**VORLIEGENDER TEXTAUSZUG:**
Dies ist zu einem guten Teil dem heftigen russischen Winter geschuldet, welcher aufgrund des intensiven Schneefalls deutliche Strukturen erfordert, die auch unter 50 Zentimeter Schnee gestalterisch relevant bleiben. Der Härte des Winters mag wohl auch die allgemeine Freude an intensiv blühenden Sommerpflanzungen erklären. Der Sommer ist kurz und will möglichst lange genossen werden. So sind die 150.000 Besucher jedes Wochenende im Gorkipark keine PR-Lüge sondern eine kaum vorstellbare Tatsache und ein nachdrücklicher Beweis für die Moskauer Lebenslust.

Während erhebliche Anstrengungen unternommen werden, um große Parkprojekte umzusetzen und innerstädtische Grünverbindungen herzustellen, hat der große Bestand eher kleinerer Parkanlagen im Stadtgebiet bisher nicht von dieser neuen Entwicklung profitiert. Nach dem Willen der Stadtverwaltung Moskaus soll sich dies nun rasch ändern. Als Pilotprojekt schlug die Kulturverwaltung der Stadt Moskau den im Kern etwa 3,5 Hektar großen Taganskiy Park im gleichnamigen Stadtteil vor. Unser Büro wurde gebeten zusammen mit einem Moskauer Partnerbüro Vorschläge zur Umgestaltung und Erneuerung diese Parks zu entwickeln.

Diese wurden von uns im Juli 2013 auf einer öffentlichen Pressekonferenz des Moskauer Bürgermeister Sobyanin mit dem sogenannten Rat für öffentlichen Raum vorgestellt. Auf dieser Veranstaltung wurden verschiedene Analysen zur Moskauer Stadtentwicklung vorgestellt, deren teilweise schonungslos offene Kritik (Stadtplanungs- und Architekturbüro Gehl aus Kopenhagen - und Landschaftsarchitekten Gillespies - aus London) mit dem Versprechen kommentiert wurden, die benannten Mängel (keine Nutzbarkeit der Flussufer, zu wenig Raum für Fußgänger und Radfahrer, räumlich unstrukturierte und Landschaftsraum zerstörende Schnellstraßen ) so schnell als möglich zu beseitigen, was nicht unerhebliche Auswirkungen auf den PKW-Verkehr in Moskau haben wird.

**BEREITGESTELLTES MATERIAL:**
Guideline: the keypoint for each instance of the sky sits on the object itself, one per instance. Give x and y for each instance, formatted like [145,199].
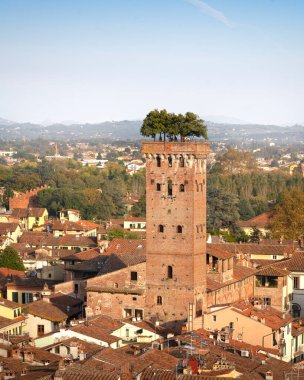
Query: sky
[98,60]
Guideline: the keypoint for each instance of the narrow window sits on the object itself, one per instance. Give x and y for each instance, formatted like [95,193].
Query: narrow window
[179,229]
[170,162]
[76,288]
[170,191]
[296,282]
[170,271]
[158,162]
[40,330]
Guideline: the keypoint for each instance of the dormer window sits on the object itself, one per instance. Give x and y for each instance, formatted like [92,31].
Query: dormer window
[170,190]
[158,161]
[170,272]
[179,229]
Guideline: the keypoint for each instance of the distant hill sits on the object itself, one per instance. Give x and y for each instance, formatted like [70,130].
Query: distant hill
[241,134]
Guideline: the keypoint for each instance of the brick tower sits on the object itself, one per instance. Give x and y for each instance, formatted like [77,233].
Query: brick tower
[176,230]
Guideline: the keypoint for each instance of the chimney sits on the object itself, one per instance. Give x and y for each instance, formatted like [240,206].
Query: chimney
[46,298]
[28,356]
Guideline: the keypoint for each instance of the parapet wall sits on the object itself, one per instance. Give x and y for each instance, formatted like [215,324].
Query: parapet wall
[189,147]
[25,200]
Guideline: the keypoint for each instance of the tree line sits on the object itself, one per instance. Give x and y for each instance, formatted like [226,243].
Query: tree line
[173,126]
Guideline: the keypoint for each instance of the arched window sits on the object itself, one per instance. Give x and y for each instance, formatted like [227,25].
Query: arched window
[170,162]
[170,191]
[158,162]
[169,272]
[179,229]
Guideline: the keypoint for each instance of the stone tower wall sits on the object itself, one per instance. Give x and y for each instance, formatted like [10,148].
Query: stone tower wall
[183,165]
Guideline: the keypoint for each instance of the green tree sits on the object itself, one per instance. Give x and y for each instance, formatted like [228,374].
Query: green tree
[288,217]
[255,235]
[172,125]
[9,258]
[7,194]
[116,233]
[245,209]
[139,209]
[222,210]
[156,122]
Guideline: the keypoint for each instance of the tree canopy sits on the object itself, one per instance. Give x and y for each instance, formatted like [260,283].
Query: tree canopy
[288,217]
[172,126]
[9,258]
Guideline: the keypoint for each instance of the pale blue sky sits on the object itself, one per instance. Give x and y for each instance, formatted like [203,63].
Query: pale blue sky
[97,60]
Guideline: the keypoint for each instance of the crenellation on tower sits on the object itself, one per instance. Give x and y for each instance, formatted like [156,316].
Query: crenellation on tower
[176,222]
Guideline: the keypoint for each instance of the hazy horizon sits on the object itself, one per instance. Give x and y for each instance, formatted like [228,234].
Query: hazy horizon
[93,61]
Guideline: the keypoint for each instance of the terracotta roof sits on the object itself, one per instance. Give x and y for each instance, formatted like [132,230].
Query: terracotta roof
[89,254]
[95,331]
[119,261]
[4,322]
[6,228]
[84,372]
[9,304]
[88,225]
[255,249]
[239,273]
[66,225]
[4,272]
[87,347]
[130,218]
[273,271]
[259,221]
[42,355]
[45,239]
[293,264]
[219,252]
[46,310]
[35,212]
[92,266]
[126,246]
[30,282]
[251,368]
[268,316]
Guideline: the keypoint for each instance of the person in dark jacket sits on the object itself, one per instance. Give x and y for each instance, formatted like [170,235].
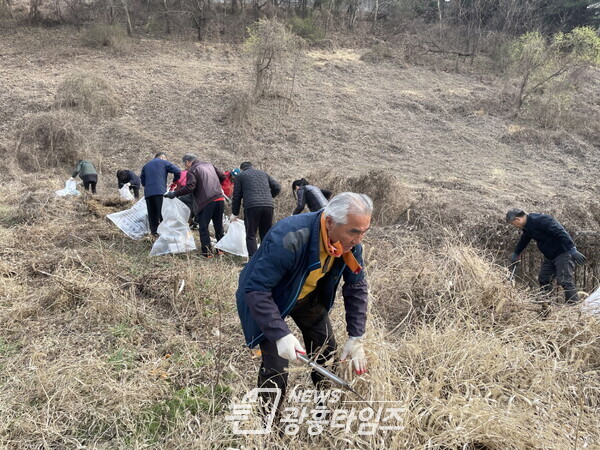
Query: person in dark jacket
[87,172]
[560,253]
[154,179]
[296,272]
[129,176]
[204,183]
[309,195]
[257,189]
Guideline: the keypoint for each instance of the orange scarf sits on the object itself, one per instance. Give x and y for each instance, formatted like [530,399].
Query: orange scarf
[336,249]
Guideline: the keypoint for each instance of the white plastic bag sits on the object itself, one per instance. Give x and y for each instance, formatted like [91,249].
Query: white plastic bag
[235,240]
[211,227]
[70,189]
[125,193]
[592,303]
[175,234]
[133,221]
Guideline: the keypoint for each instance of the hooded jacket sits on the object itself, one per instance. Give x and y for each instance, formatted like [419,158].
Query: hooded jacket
[256,188]
[83,168]
[154,176]
[550,236]
[129,176]
[313,197]
[270,283]
[203,181]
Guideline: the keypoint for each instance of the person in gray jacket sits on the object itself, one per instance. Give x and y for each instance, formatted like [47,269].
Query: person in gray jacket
[553,241]
[203,181]
[87,172]
[258,190]
[309,195]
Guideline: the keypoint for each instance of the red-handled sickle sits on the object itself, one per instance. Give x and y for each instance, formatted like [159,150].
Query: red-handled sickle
[332,376]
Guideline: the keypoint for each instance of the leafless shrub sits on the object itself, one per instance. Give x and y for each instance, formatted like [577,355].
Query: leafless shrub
[110,36]
[276,54]
[88,93]
[48,140]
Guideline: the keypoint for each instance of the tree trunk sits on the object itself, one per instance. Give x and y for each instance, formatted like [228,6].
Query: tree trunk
[9,7]
[167,20]
[127,17]
[375,16]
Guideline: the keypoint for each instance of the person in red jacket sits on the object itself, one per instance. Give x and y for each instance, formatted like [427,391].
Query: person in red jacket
[203,182]
[227,184]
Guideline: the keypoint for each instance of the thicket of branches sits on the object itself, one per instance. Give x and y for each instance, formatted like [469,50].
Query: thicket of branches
[475,18]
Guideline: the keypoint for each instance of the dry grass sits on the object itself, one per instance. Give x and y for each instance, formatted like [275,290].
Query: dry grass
[88,93]
[113,37]
[48,140]
[99,349]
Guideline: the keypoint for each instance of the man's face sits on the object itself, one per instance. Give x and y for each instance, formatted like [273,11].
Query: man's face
[349,234]
[519,222]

**ZIEL DER ÜBUNG:** Wie groß ist laut dem Textauszug über Moskauer Parks der Taganskiy Park im Kern?

**ERGEBNIS DER AUFGABE:** Etwa 3,5 Hektar.